2. Reported performance was not accurate. 67% of the actual reported indicators for the respective objectives were not accurate when compared to source information. This was due to a lack of standard operating procedures for recording of actual achievements. Performance objectives, indicators and targets were not appropriately approved by the relevant executive authority and supported by relevant supporting documentation. It was recommended: All targets should be approved and disclosed with actual achievements and supported by relevant supporting documentation.

3. Source information supporting actual performance not complete. 67% of the actual reported indicators for the respective objectives were not accurate when compared to source information. This was due to improper document management system with regard to actual performance achievements. Performance objectives, indicators and targets were not appropriately approved by the relevant executive authority and supported by relevant supporting documentation. It was recommended: All achievements should be supported by relevant supporting documentation.

4. 31% of planned targets were not achieved in the year under review. This was a result of the institution not considering relevant systems evidential requirements during the annual strategic planning process. Approved targets were not appropriate/achievable and there was insufficient monitoring of targets. It was recommended: Management should ensure that processes were in place to achieve to achieve all targets.

5. Material adjustments to the annual performance report. 50% amendments were corrected by management, those that were not corrected were included in the conclusion paragraphs. Management did not exercise adequate ongoing monitoring and oversight. It was recommended: All information should be adequately reviewed and monitored to ensure no errors existed in the final information.

▪ Human Resources
Nothing specific was reported for the department or any of the entities.

▪ Information Technology Controls
A. DSD findings:
The department’s continuity plan was not yet finally approved. The IT governance framework was not yet approved, awaiting the Department of Public Service and Administration (DPSA) framework.
────────────────
### Tasks to perform:
A - In the audit findings excerpt, what reason does finding 2 give for reported performance not being accurate? Answer in one to three sentences.
B - For each numbered finding in the audit findings excerpt, give the issue stated in its first sentence.
C - Carry on the audit findings excerpt from its final sentence, which ends "awaiting the Department of Public Service and Administration (DPSA) framework."
The records that follow play no part in these tasks.
────────────────
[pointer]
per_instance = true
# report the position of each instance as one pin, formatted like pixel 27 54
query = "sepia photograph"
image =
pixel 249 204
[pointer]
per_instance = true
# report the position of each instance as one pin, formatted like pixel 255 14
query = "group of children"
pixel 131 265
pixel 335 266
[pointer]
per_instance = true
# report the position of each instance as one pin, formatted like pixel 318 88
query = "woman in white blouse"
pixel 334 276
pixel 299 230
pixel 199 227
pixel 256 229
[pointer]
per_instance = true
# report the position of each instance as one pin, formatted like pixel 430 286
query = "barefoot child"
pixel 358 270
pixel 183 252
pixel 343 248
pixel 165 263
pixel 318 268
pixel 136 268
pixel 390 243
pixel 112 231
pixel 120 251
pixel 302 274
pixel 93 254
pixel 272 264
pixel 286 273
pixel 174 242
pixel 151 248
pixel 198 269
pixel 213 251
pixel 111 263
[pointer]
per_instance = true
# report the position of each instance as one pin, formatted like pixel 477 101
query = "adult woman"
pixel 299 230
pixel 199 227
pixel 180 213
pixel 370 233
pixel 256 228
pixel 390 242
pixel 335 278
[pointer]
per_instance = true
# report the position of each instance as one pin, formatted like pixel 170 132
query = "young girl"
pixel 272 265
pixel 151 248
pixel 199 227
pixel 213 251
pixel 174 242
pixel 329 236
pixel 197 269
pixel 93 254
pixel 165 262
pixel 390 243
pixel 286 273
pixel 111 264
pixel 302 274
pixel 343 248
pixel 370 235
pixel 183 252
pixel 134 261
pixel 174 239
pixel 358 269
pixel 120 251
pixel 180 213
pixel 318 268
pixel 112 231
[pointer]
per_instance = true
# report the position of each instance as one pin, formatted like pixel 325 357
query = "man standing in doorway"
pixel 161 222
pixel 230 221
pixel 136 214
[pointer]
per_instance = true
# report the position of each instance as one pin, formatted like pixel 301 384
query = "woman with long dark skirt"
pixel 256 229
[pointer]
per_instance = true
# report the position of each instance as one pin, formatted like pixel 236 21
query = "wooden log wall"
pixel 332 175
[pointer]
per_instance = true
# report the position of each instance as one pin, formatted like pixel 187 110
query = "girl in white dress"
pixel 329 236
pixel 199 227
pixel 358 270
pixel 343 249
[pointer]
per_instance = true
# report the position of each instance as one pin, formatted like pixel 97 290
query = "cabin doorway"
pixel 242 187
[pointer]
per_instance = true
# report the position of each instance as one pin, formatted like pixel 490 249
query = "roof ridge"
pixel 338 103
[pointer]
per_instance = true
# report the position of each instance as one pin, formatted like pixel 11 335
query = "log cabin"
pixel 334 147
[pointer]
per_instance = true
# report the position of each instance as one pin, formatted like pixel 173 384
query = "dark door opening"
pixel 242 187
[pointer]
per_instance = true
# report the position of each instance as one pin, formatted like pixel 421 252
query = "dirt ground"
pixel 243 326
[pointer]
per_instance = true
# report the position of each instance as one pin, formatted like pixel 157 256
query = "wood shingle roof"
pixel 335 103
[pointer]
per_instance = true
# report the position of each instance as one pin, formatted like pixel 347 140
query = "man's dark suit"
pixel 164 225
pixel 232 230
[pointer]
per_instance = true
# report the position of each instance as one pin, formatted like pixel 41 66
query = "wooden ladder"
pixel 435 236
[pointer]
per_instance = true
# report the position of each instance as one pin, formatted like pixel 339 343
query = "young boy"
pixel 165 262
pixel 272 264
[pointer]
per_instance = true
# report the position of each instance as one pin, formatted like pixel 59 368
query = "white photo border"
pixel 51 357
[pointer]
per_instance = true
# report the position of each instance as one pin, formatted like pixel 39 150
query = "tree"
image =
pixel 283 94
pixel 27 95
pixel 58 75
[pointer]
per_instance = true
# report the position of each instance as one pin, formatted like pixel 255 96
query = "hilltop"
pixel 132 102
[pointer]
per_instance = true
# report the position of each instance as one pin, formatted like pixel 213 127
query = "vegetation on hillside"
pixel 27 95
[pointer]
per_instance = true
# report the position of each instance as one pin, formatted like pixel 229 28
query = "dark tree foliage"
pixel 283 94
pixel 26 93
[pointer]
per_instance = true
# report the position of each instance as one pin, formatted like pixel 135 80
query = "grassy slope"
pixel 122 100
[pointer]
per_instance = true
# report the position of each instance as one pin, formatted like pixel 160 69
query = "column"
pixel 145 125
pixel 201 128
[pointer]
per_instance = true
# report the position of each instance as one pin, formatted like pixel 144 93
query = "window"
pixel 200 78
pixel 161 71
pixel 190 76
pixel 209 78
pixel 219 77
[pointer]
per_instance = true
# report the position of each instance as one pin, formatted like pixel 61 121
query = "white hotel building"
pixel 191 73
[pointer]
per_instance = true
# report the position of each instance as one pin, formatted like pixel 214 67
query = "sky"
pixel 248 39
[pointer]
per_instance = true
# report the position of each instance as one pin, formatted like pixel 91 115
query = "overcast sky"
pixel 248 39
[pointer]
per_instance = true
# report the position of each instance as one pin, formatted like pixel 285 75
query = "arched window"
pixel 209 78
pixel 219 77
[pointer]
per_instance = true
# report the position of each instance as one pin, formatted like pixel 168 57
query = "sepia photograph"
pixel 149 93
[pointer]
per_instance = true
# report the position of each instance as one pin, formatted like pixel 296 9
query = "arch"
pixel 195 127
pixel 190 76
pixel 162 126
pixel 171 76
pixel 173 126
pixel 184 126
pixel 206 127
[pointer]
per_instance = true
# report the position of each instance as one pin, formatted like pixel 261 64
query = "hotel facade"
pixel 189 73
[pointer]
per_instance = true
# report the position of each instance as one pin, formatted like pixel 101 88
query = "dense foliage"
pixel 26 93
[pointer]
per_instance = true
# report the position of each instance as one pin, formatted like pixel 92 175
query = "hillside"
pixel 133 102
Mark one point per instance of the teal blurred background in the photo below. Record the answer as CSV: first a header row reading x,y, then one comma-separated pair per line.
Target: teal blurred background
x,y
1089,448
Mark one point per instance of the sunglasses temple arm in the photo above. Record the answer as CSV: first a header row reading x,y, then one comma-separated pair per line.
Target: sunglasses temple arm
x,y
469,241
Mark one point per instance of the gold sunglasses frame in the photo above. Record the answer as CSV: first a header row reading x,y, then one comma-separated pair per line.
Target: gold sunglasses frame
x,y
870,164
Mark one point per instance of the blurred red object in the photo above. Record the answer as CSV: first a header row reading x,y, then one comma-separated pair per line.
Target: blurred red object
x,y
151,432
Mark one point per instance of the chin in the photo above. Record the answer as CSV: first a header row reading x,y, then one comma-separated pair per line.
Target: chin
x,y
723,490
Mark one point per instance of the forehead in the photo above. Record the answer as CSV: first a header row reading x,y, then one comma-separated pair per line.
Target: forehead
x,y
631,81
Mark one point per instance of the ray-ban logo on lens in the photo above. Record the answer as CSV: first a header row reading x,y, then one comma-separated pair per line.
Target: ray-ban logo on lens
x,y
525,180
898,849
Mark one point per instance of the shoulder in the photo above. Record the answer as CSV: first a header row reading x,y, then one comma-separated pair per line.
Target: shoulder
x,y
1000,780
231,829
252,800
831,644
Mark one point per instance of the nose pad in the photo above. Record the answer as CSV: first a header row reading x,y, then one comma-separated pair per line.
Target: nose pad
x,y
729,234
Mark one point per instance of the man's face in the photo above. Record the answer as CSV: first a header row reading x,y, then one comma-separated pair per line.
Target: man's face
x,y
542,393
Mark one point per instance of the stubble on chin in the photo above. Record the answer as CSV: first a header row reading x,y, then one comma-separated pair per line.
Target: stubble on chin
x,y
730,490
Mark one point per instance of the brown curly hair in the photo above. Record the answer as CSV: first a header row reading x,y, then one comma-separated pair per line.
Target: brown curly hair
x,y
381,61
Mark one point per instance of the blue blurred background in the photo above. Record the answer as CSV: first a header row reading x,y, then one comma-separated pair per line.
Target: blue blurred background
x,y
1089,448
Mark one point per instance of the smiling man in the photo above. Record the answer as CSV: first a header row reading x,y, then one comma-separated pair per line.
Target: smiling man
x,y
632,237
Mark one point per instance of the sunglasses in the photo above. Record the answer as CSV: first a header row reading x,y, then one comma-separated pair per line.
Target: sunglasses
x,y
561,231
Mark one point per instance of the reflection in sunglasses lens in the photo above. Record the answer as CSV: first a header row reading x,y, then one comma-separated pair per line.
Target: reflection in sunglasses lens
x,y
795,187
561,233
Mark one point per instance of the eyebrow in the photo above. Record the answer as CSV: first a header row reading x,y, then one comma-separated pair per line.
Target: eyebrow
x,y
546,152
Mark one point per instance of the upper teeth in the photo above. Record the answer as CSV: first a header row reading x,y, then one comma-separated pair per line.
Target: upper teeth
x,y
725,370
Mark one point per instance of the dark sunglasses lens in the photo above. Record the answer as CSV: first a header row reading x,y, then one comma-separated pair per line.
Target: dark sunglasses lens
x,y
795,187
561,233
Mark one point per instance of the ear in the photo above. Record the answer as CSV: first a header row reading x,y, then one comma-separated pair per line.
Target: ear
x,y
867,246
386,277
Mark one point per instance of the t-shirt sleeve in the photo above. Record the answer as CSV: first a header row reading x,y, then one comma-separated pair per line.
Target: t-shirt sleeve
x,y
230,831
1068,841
────────────────
### Expected outputs:
A - Finding 2 attributes the inaccuracy to a lack of standard operating procedures for recording actual achievements. Because of this, 67% of the actual reported indicators for the respective objectives did not match the source information.

B -
- Finding 2: Reported performance was not accurate.
- Finding 3: Source information supporting actual performance was not complete.
- Finding 4: 31% of planned targets were not achieved in the year under review.
- Finding 5: Material adjustments were made to the annual performance report.

C -
Information Management & System Technology (IMST) management had still not approved the IT governance and controls framework as the department was awaiting DPSA guidance. Recommendation: Management should address all relevant IT risks and controls within the department.

B. SASSA findings:
1. Security Management responsibilities of the information security officer were not adequately implemented. Management did not appoint staff to assist the IT security officer in supporting the head of institution by performing the required IT security responsibilities.

Recommendation: Information and communication technology (ICT) management should appoint staff in the information security unit to assist the IT security officer in the performance of his formally delegated responsibilities in respect of IT security.

2. User access control for the Oracle System, the user account management standards and procedures were not adequately designed. Basic Accounting System (BAS) user account management standards and procedures were not adequately designed and implemented. Social Pension System (SOCPEN) user account management standards and procedures not adequately implemented. Appropriate key controls (policies and procedures) were lacking. This could be attributed to the failure to assign the task of monitoring compliance with the user account management procedure manual.

Recommendations:
- User account management standards and procedures should be updated and formally approved by ICT management.
- Periodic checks must be carried out to ensure that users’ current level of access was in line with their job responsibilities. The frequency of such reviews should also be specified in the user account management standards and procedures.
- The regional manager should assign the task of monitoring compliance with the user account management procedure manual to ensure adherence thereto.
- The security activity and access violation logs as well as change requests should be reviewed and followed up to allow timely direction of
unauthorised access. Regular, independent reviews should be undertaken to confirm that all user ID maintenance activities performed by the SYSCON and GROUP SPECIAL users related to valid and approved user ID requests.
- An audit trail of the pursuant actions taken should be maintained and all reports kept as evidence of review.

Weaknesses were identified in access control privileges on SOCPEN. Appropriate key controls (policies and procedures) were lacking. This could be attributed to failure to assign the task of ensuring that the powerful access control privilege was correctly allocated to an appropriately skilled/competent staff member. A system clean up had not been performed recently.

Recommendations:
- The general manager should ensure that users to whom access control privileges had been assigned were reviewed to ensure that those rights were commensurate with their job functions.
- The number of accounts with privileged access should be kept to a minimum and those accounts should only be used for access control functions.
- Users with access control privilege should use a separate account for normal day-to-day duties.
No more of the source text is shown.